▶ DOCUMENT EXTRACT
==========
Does Mylanta help with nausea? 

Mylanta primarily targets increased gastric acidity and gas pain. While it can help manage nausea triggered by acid reflux, it may not be effective for nausea caused by other factors. 

Keep an eye on this article to find out if Mylanta can help with nausea and also some non-pharmacological remedies that can be useful.

Does Mylanta help with nausea? 

No, Mylanta does not generally help with nausea. However, it depends on the cause of your nausea. Mylanta is a combination of Aluminum Hydroxyzine, Magnesium Hydroxide, and Simethicone (1). 

These active ingredients work for increased gastric acidity and gas pain. If your nausea is triggered by acid reflux, Mylanta can help overcome it by managing it. 

However, nausea triggered by something will not respond to Mylanta. If you have eaten something bad and have a stomach bug, it will surely run its course. 

However, it is not recommended to take any medication consistently if your nausea is occasional and tolerable. If you have persistent nausea that doesn’t go away, reach out to your healthcare provider for a proper diagnosis and prescription. 

What medications treat nausea? 

There are plenty of OTC and prescription medications that can manage nausea. However, if your nausea is not occasional and has a root cause, proper medications are necessary to eliminate the actual problem. 

Medications like Gravol, Pepto-Bismol, Dramamine, Diphenhydramine, etc can control nausea caused by an upset stomach or motion sickness. Other medications include:

  • Metoclopramide
  • Prochlorperazine
  • Ondansetron
  • Promethazine
  • Scopolamine

It is important to note that the appropriate medication for treating nausea may vary depending on the underlying cause and individual factors. Patients should speak with their healthcare provider about the most appropriate medication for their specific condition.

It is also important to inform your doctor if you are currently taking any other medication that can cause nausea as a side effect, like 

  • Antibiotics, like Ciprofloxacin.
  • Antidepressants, like Effexor, Zoloft, Lexapro, etc.
  • Non-steroidal anti-inflammatory drugs (NSAIDs), like Ibuprofen, Diclofenac, etc.
  • Antipsychotics, like Abilify, Seroquel, etc.
==========
▶ PROVIDED RECORDS
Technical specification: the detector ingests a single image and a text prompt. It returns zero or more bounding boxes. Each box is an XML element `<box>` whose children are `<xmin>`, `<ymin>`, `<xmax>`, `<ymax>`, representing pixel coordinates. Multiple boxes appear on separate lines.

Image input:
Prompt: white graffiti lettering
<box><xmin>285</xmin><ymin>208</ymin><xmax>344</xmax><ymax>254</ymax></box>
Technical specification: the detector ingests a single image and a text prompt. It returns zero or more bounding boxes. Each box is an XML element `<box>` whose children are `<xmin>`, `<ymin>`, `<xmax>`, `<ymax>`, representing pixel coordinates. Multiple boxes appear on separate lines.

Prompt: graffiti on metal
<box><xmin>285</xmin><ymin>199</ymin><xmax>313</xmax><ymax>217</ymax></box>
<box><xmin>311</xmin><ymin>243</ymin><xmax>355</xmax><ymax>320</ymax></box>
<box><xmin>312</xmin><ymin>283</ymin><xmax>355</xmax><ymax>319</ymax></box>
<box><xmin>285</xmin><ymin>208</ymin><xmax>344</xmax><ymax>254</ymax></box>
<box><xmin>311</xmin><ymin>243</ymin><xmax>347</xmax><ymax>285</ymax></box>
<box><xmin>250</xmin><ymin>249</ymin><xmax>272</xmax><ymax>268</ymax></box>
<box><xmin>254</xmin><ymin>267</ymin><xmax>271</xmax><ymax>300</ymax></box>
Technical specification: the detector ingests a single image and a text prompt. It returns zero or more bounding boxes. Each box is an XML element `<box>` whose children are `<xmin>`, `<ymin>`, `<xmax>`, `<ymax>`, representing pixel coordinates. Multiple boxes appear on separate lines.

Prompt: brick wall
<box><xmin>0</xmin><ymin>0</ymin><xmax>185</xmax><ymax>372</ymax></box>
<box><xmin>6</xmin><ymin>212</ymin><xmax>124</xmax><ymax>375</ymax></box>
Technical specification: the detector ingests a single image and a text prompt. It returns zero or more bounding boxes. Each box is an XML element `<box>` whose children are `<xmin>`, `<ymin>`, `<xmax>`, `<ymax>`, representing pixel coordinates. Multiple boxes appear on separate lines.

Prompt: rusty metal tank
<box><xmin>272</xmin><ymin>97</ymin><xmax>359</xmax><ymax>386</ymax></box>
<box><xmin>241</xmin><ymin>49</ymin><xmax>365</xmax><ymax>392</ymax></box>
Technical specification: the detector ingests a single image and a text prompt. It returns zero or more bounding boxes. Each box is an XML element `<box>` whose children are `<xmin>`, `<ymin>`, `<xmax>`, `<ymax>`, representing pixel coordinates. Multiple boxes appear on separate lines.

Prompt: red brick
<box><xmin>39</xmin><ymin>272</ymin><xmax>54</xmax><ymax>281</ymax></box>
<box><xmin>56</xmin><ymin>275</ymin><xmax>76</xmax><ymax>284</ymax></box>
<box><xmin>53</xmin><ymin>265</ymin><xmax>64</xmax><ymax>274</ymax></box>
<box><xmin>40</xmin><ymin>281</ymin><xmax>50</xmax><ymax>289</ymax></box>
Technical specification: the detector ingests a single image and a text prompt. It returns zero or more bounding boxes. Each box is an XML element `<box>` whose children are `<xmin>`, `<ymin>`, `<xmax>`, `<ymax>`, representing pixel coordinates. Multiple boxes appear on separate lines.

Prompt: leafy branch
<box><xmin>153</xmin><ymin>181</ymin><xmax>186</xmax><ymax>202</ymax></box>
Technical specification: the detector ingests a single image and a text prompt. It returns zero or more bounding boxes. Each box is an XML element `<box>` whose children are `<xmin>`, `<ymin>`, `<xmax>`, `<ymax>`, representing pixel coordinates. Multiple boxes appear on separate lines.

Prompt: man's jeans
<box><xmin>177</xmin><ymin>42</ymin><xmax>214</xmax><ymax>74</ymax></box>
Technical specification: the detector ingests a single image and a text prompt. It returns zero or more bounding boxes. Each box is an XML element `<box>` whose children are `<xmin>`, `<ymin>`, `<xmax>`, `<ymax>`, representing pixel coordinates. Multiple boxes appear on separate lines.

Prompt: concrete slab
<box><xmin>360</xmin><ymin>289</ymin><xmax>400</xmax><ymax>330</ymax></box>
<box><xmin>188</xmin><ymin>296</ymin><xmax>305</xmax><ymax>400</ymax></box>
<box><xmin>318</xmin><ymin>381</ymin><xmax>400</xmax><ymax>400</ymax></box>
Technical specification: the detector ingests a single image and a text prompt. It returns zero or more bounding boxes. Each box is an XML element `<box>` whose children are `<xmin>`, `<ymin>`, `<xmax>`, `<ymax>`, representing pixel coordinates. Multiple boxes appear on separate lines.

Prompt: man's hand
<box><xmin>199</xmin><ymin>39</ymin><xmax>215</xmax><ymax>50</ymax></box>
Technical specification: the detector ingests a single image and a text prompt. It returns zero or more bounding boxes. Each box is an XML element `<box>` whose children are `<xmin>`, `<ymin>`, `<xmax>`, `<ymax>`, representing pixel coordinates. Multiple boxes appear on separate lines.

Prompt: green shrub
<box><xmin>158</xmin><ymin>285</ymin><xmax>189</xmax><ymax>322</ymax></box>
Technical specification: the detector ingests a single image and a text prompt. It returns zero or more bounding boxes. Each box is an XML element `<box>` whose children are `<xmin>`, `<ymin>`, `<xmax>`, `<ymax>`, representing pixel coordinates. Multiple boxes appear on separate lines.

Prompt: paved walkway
==========
▶ REQUIRED TASKS
A: Name the five medications listed as bullet points under "Other medications include" in the Mylanta and nausea article.
B: Return the passage of the Mylanta and nausea article starting with "Mylanta primarily targets" and going on through "run its course.", copied word for word.

▶ TASK RESPONSES
A: Metoclopramide, Prochlorperazine, Ondansetron, Promethazine, Scopolamine

B:
Mylanta primarily targets increased gastric acidity and gas pain. While it can help manage nausea triggered by acid reflux, it may not be effective for nausea caused by other factors. 

Keep an eye on this article to find out if Mylanta can help with nausea and also some non-pharmacological remedies that can be useful.

Does Mylanta help with nausea? 

No, Mylanta does not generally help with nausea. However, it depends on the cause of your nausea. Mylanta is a combination of Aluminum Hydroxyzine, Magnesium Hydroxide, and Simethicone (1). 

These active ingredients work for increased gastric acidity and gas pain. If your nausea is triggered by acid reflux, Mylanta can help overcome it by managing it. 

However, nausea triggered by something will not respond to Mylanta. If you have eaten something bad and have a stomach bug, it will surely run its course.